** SOURCE INFORMATION **
=== Section Start ===

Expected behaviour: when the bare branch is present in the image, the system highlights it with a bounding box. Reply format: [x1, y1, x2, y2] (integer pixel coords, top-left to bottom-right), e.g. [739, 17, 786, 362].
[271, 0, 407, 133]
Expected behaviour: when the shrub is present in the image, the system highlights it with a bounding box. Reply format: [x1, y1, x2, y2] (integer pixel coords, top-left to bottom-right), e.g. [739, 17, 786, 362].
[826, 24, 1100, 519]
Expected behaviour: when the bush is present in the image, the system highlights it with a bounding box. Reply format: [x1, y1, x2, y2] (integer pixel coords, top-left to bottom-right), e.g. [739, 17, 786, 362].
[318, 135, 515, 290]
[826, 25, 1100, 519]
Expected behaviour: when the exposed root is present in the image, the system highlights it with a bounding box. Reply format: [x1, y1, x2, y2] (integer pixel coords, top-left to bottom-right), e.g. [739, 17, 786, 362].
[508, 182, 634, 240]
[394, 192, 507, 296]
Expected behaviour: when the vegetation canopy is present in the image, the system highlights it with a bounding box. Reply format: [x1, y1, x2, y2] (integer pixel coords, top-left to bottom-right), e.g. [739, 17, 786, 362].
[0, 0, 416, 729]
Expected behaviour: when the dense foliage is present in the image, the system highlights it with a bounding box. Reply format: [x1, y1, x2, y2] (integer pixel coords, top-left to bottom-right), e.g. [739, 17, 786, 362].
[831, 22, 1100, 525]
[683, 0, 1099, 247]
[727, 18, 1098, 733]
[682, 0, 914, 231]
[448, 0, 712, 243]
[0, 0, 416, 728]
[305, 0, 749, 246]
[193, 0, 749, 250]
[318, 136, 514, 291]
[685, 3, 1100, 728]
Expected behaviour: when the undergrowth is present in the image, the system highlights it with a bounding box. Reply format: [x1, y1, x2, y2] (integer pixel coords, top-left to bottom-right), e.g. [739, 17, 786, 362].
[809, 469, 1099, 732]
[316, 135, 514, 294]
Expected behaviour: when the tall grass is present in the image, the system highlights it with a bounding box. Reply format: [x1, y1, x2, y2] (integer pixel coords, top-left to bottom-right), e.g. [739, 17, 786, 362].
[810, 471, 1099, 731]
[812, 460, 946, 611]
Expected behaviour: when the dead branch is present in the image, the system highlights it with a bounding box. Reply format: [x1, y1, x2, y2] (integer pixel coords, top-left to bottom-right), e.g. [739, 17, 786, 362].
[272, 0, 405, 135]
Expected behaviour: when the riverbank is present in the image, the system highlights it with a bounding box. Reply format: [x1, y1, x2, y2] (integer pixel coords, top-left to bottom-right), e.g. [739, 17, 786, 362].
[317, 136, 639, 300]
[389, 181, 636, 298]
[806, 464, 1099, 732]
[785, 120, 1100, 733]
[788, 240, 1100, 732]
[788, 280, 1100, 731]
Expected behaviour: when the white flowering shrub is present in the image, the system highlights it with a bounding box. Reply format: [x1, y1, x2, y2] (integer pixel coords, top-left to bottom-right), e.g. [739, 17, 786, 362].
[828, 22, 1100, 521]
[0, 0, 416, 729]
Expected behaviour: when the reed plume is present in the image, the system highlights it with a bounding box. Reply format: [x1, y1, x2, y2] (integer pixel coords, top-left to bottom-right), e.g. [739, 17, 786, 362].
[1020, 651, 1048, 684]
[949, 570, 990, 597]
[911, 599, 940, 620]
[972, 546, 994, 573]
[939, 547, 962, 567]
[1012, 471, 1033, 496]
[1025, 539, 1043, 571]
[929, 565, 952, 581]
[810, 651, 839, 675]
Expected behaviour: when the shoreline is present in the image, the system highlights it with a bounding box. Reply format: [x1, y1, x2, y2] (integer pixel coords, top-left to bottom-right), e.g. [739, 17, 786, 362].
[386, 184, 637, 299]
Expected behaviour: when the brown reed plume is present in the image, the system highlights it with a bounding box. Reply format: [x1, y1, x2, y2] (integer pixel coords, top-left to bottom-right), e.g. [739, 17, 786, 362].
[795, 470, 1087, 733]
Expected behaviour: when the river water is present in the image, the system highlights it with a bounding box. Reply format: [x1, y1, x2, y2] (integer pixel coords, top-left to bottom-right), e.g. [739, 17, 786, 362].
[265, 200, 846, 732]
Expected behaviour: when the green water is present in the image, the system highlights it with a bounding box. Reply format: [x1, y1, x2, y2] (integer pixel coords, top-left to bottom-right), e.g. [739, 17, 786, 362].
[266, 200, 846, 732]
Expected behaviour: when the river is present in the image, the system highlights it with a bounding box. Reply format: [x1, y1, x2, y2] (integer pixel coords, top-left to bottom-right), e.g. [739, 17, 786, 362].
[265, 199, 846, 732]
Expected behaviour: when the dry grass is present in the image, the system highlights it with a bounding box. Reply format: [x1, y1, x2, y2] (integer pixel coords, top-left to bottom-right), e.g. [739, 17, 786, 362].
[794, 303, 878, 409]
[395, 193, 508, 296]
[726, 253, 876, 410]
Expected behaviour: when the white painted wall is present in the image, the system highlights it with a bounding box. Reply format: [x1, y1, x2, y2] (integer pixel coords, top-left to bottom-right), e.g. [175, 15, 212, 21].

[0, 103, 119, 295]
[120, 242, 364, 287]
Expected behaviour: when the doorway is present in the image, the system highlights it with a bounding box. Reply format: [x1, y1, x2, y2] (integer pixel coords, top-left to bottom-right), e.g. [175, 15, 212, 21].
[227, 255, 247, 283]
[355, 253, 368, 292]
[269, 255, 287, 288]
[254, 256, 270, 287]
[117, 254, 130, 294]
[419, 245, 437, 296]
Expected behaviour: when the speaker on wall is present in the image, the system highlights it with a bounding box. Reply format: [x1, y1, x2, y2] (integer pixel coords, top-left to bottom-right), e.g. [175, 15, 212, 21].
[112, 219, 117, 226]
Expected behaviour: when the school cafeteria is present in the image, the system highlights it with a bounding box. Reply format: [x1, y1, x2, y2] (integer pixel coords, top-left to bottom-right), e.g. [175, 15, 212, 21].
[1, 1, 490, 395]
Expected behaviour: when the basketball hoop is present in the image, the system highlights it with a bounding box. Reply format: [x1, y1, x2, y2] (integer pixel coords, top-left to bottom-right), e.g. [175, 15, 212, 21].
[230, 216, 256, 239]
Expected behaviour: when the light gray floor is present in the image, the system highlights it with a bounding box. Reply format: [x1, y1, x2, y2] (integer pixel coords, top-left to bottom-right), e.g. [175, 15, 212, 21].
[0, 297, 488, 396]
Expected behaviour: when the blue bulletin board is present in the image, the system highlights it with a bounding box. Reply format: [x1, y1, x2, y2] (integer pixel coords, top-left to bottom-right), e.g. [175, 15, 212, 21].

=== Section End ===

** ABOUT THIS TASK **
Write out the data again in full. Match it exactly.

** WRITTEN SOLUTION **
Expected behaviour: when the bare branch is present in the image, the system highlights it with a bounding box. Reply format: [x1, y1, x2, y2] (integer pixel coords, top-left to bottom-right), e.g. [739, 17, 786, 362].
[271, 0, 407, 133]
Expected behaviour: when the shrub is present in the image, the system highlights it with a bounding box. Reply format: [x1, y1, x2, y2] (integer pixel coords, top-left to bottom-right), e.g. [739, 17, 786, 362].
[826, 24, 1100, 519]
Expected behaviour: when the bush is present in the image, the system highlights it with a bounding box. Reply format: [x1, y1, x2, y2] (integer pixel coords, top-left to bottom-right), e.g. [739, 17, 786, 362].
[318, 135, 515, 290]
[826, 25, 1100, 519]
Expected behaviour: when the exposed root is present in the image, the system highlights it with a bounding box. Reply format: [x1, y1, x2, y2] (integer pixel coords, top-left to bottom-right), e.g. [739, 17, 786, 362].
[508, 182, 634, 240]
[394, 192, 507, 296]
Expected behaviour: when the vegetation canopy is present in the image, the system highlights it with a bounding box. Reply format: [x1, y1, x2, y2] (integer pixel coords, top-left to bottom-right), e.g. [739, 17, 786, 362].
[0, 0, 416, 729]
Expected behaviour: when the dense foliage is present in the image, the system highlights it with a bounding box. Reply format: [x1, y1, x2, y2] (integer pixel coords, top-left to bottom-right), e.g. [739, 17, 786, 362].
[831, 22, 1100, 525]
[683, 0, 1099, 247]
[727, 18, 1098, 733]
[682, 0, 914, 231]
[448, 0, 712, 243]
[0, 0, 416, 728]
[305, 0, 749, 246]
[193, 0, 749, 250]
[318, 136, 514, 291]
[685, 3, 1100, 728]
Expected behaviour: when the undergrowth is present in the image, the system highlights it with a bounding box. Reply format: [x1, y1, x2, y2] (integer pixel coords, top-left to bottom-right), e.g. [739, 17, 786, 362].
[809, 469, 1099, 732]
[316, 135, 514, 294]
Expected behaviour: when the tall grass is present in the image, the system highlights it with a bounding box. Reply format: [x1, y1, x2, y2] (integer pixel coords, top-left to bottom-right), e.g. [739, 17, 786, 362].
[810, 471, 1099, 731]
[812, 460, 946, 611]
Expected behaviour: when the dead branch is present in the image, the system highlights it with a bounding box. Reply format: [x1, y1, x2, y2] (integer pixel coords, top-left to bottom-right), e.g. [739, 17, 786, 362].
[272, 0, 405, 135]
Expected behaviour: when the riverbank is present in the image, the system highlights it with a bounding box. Reply format: [x1, y1, x2, y2] (integer pixel coords, top-left to bottom-right), e.g. [739, 17, 786, 362].
[317, 136, 639, 300]
[389, 181, 636, 298]
[806, 464, 1099, 732]
[785, 120, 1100, 733]
[788, 240, 1100, 732]
[788, 280, 1100, 731]
Expected behaviour: when the white flowering shrub is present in the image, the system highlights it with a bounding box. Reply format: [x1, y1, x2, y2] (integer pixel coords, top-left to bottom-right), e.g. [739, 17, 786, 362].
[828, 22, 1100, 521]
[0, 0, 416, 729]
Expected behaviour: when the reed plume is present in the image, the system highlights it with a bounding box. Reply format: [x1, y1, x2, y2] (integer pixel coords, top-left to bottom-right), e.g. [739, 17, 786, 362].
[1020, 651, 1048, 684]
[949, 570, 990, 597]
[911, 599, 940, 620]
[972, 546, 994, 573]
[939, 547, 962, 567]
[1012, 471, 1033, 496]
[1025, 539, 1043, 571]
[929, 565, 952, 581]
[810, 651, 839, 675]
Expected behaviour: when the shoreline is present in the image, the system highlights it with a bounding box. Reply format: [x1, y1, x2, y2] (integer pixel coords, top-left to bottom-right), e.g. [739, 17, 786, 362].
[386, 184, 637, 299]
Expected behaviour: when the brown reed plume is present in the image, the system highlights it with a bounding box. Reply format: [x1, y1, x2, y2] (integer pixel coords, top-left to bottom-right), e.g. [739, 17, 786, 362].
[795, 470, 1087, 733]
Expected behaviour: when the river water is present in the image, the system highlights it with a bounding box. Reply format: [x1, y1, x2, y2] (integer pixel coords, top-left to bottom-right), e.g. [739, 17, 786, 362].
[265, 200, 846, 732]
Expected behaviour: when the green water is present in the image, the system highlights it with a bounding box. Reply format: [x1, y1, x2, y2] (integer pixel coords, top-left to bottom-right), e.g. [739, 17, 786, 362].
[266, 200, 846, 732]
Expected behaviour: when the river is present in the image, the system highlights it with a bounding box. Reply format: [x1, y1, x2, y2] (integer pixel coords, top-left to bottom-right), e.g. [739, 17, 786, 362].
[265, 199, 846, 732]
Expected behaviour: when the dry grass is present in the image, the system highlights it with a bounding box. Reply format: [x1, y1, x2, y2] (integer pixel coords, top-left to bottom-right), e.g. [739, 17, 786, 362].
[794, 303, 878, 409]
[395, 193, 508, 296]
[726, 253, 876, 410]
Expected behaviour: when the white painted wall is present in the image, the system highlights it with a bounding box. Reply format: [x1, y1, x2, y2] (integer pixel coords, top-left to bottom-right), e.g. [175, 15, 212, 21].

[0, 103, 119, 295]
[120, 242, 364, 287]
Expected behaviour: when the doorway is present in the image, the system highlights it with a bounding box. Reply format: [x1, y1, x2, y2] (integer pixel coords, top-left to bottom-right), e.g. [175, 15, 212, 21].
[227, 255, 247, 283]
[355, 253, 368, 292]
[269, 255, 287, 288]
[254, 256, 270, 287]
[117, 254, 130, 294]
[419, 245, 437, 296]
Expected behaviour: when the speaker on wall is present in the image, the system highlights it with a bounding box. Reply format: [x1, y1, x2, y2] (integer pixel coords, top-left to bottom-right), e.g. [175, 15, 212, 21].
[112, 219, 117, 226]
Expected behaviour: when the school cafeteria is present in the image, the system highlights it with a bounding box. Reply format: [x1, y1, x2, y2] (integer pixel coords, top-left to bottom-right), e.g. [175, 15, 212, 21].
[1, 1, 490, 395]
Expected behaviour: when the basketball hoop is present in the image, the system highlights it with a bounding box. Reply format: [x1, y1, x2, y2] (integer pixel coords, top-left to bottom-right), e.g. [175, 15, 212, 21].
[230, 216, 256, 239]
Expected behaviour: when the light gray floor is present in the image, the system highlights it with a bounding box. Reply format: [x1, y1, x2, y2] (integer pixel coords, top-left to bottom-right), e.g. [175, 15, 212, 21].
[0, 297, 488, 396]
Expected behaviour: when the blue bulletin board is present in the image, the system highlights it with a bounding box. Reply format: [x1, y1, x2, y2] (integer pixel coords, top-left to bottom-right), e.g. [175, 15, 212, 21].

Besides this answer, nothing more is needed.